→ **Verilen Metin**
<<<<

Birlik fikrinin bölge genelindeki siyasi elitler ve Arap halkları nezdindeki popülaritesi Arap Birliği ve İİT’nin dışında çok sayıda birleşme projesini de açığa çıkardı. Bunlardan en önemli ikisi eski Mısır Cumhurbaşkanı Nasır’ın “pan-Arabizm” (sosyalist Arap milliyetçiliği) fikriyle eski Suudi Arabistan Kralı Faysal’ın İslami dayanışmayı merkeze alan “İslami blok” projesidir. Her iki isim de Arap ve İslam davalarının temelini teşkil eden Filistin meselesine kalıcı bir çözüm bularak ülkesini Arap ve İslam dünyasını kendi liderliği etrafında birleştirmeye çalışmıştır.
1950’li yıllardan 1970’li yıllara kadar pan-Arabizm ideolojisinin liderliğini yapan Mısır Cumhurbaşkanı Nasır’ın temel motivasyonu Araplar arasında askeri kapasite açısından İsrail’i dengeleyecek bir birlik oluşturmak oldu. Nasır’ın anti-emperyalist söylemi önemli oranda Filistin’i işgalcilerin elinden kurtarma vaadi içeriyordu. Filistin’in işgalden kurtulmasının tek yolunun İsrail’in savaş alanında yenilmesiyle olacağı ve İsrail’e karşı askeri bir zaferin ancak Arapların birleşmesiyle mümkün olacağı gerçeği pan-Arabizm’i bölge halkları arasında da cazip bir ideoloji haline getirdi. Nasır’ın pan-Arabizm fikri Suriye ve Mısır arasında 1958 yılında Birleşik Arap Cumhuriyeti’nin (BAC) kurulmasıyla önemli bir başarı şansı yakaladı, fakat BAC’ın 1961 yılında Suriye’de yaşanan askeri darbeyle son bulması bu girişimi akamete uğrattı.
1964 yılında Suud tahtına çıkan Faysal bin Abdülaziz’in dış politikada yaptığı en önemli değişiklik pan-İslamizmin resmi devlet politikası haline dönüşmesi oldu. Nasır’ın sosyalist Arap milliyetçiliği yerine tüm Müslümanların birliğine dayanan İslam Ümmeti söylemi Faysal’ın dış politikasının anahtar kavramı oldu. Kral Faysal, tahta oturmasını takip eden yılda, dokuz Müslüman ülkeyi ziyaret ederek Nasır’ın sosyalist pan-Arabizm fikrine karşı Müslüman ülkeler arasında teşekkül edecek İslami bir blok oluşturma fikrine taraftar bulmaya çalıştı. Faysal’ın temel iddiası Suudilerin, yönetiminde baskın olduğu “muhafazakâr İslami blok” hem bölgesel meselelerde (Filistin meselesi) hem de küresel meselelerde Suudilerin elini güçlendirecek etkili bir araç olacaktı.

>>>>

→ **İstenen Görevler**
a) Aşağıdaki ifadelerin verilen metinle uyuşup uyuşmadığını her biri için evet ya da hayır diyerek belirtiniz ve kararı belirleyen ifadeyi metinden aynen alıntılayınız. (i) Birleşik Arap Cumhuriyeti 1958 yılında Suriye ile Mısır arasında kurulmuştur. (ii) Kral Faysal, tahta çıktığı yıl on iki Müslüman ülkeyi ziyaret etmiştir. (iii) Birleşik Arap Cumhuriyeti 1961 yılında Mısır'da yapılan bir seçimle sona ermiştir.
b) Verilen metinde geçen bütün yıl ve on yıl ifadelerini metindeki sıralarıyla listeleyiniz.

→ **Alıntılanan Kayıtlar**
<<<<

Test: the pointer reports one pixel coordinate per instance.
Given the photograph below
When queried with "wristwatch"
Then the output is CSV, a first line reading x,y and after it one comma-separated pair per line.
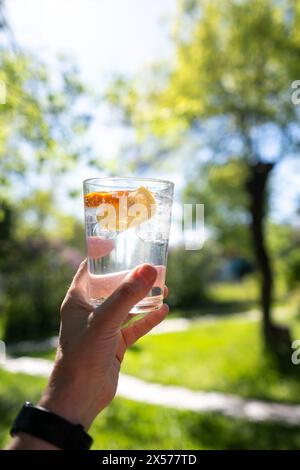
x,y
42,423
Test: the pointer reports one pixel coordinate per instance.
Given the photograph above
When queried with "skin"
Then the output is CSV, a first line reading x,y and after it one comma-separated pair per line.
x,y
92,344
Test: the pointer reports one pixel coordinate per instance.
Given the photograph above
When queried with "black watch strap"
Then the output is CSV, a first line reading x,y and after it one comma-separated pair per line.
x,y
42,423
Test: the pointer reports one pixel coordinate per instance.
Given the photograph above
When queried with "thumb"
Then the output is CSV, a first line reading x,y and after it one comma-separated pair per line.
x,y
134,288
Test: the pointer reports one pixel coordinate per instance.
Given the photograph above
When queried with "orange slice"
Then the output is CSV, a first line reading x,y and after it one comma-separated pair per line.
x,y
121,210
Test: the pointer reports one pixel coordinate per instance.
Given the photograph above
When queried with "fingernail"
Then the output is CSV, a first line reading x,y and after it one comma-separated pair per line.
x,y
147,274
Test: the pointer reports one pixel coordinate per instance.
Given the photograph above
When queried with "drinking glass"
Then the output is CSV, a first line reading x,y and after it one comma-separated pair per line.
x,y
127,223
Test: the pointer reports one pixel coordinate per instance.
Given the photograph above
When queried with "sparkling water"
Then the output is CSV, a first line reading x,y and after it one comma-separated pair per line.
x,y
121,251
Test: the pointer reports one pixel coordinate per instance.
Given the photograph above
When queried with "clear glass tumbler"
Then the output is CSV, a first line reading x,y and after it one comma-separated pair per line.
x,y
127,223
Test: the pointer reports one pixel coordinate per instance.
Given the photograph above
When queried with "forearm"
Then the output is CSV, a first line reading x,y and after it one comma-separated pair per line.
x,y
24,441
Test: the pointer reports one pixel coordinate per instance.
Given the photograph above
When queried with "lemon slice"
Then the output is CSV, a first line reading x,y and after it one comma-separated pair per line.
x,y
132,209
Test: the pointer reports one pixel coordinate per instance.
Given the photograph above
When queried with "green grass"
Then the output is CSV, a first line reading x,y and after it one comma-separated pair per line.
x,y
225,355
129,425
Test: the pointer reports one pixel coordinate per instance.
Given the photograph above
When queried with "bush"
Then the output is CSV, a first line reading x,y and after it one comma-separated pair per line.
x,y
36,277
189,274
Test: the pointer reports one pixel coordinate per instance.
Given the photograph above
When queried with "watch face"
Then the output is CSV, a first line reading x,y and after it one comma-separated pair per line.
x,y
52,428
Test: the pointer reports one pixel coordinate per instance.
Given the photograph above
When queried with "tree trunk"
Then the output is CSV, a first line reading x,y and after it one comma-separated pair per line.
x,y
277,339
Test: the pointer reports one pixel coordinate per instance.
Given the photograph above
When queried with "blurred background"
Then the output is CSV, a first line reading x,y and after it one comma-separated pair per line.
x,y
195,91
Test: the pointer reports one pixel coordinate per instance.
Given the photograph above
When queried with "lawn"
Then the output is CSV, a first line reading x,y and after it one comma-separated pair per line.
x,y
129,425
224,355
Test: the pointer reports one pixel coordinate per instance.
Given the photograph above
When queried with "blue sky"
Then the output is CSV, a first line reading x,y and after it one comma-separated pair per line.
x,y
106,36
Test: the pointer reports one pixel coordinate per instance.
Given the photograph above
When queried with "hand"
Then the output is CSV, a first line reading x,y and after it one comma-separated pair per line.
x,y
92,344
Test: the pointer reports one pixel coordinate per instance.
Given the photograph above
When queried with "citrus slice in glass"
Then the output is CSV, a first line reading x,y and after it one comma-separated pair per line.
x,y
121,210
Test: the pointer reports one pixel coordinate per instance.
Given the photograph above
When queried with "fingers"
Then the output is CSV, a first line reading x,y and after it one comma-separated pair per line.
x,y
77,291
144,325
134,288
80,275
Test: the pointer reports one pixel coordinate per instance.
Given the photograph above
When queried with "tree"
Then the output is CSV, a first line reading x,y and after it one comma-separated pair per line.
x,y
42,124
229,87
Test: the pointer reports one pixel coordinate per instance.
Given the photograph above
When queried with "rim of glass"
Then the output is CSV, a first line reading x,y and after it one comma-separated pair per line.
x,y
94,181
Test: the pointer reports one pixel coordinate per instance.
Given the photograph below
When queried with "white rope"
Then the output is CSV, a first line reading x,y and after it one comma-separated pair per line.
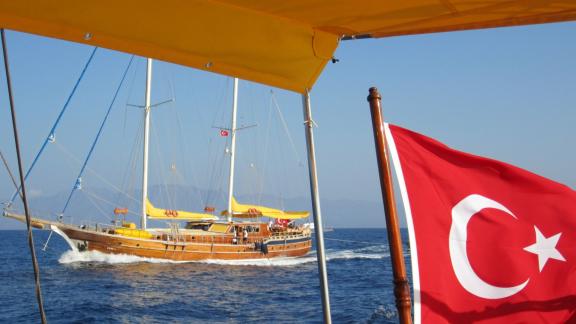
x,y
72,156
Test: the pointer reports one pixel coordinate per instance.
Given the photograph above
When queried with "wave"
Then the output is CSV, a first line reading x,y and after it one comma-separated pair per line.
x,y
71,257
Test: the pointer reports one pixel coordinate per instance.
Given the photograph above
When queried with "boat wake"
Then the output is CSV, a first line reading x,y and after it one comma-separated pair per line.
x,y
372,252
70,257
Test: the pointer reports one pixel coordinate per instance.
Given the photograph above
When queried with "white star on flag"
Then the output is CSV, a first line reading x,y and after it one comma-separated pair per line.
x,y
545,248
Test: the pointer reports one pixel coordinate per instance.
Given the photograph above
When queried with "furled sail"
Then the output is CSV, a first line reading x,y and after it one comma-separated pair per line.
x,y
159,213
250,211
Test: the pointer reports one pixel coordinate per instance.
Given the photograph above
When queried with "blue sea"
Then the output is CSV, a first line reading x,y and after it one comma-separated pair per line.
x,y
96,288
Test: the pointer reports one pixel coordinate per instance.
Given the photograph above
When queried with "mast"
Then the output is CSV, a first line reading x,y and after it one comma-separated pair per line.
x,y
316,211
232,149
146,139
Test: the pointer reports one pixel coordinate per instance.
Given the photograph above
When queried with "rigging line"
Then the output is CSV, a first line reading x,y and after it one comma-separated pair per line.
x,y
265,154
51,136
72,156
9,171
93,195
162,189
129,177
285,127
186,149
78,179
22,183
97,207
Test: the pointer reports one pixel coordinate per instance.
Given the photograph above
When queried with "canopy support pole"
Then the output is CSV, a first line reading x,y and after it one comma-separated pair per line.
x,y
401,287
315,195
146,140
232,149
22,184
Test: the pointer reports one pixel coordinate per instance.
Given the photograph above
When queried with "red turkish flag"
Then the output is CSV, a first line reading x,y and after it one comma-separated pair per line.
x,y
490,242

>>>>

→ **Görevlere Göre Çıktılar**
a)
(i) Evet: "Suriye ve Mısır arasında 1958 yılında Birleşik Arap Cumhuriyeti’nin (BAC) kurulmasıyla"
(ii) Hayır: "tahta oturmasını takip eden yılda, dokuz Müslüman ülkeyi ziyaret ederek"
(iii) Hayır: "BAC’ın 1961 yılında Suriye’de yaşanan askeri darbeyle son bulması"

b) 1950’li yıllar, 1970’li yıllar, 1958, 1961, 1964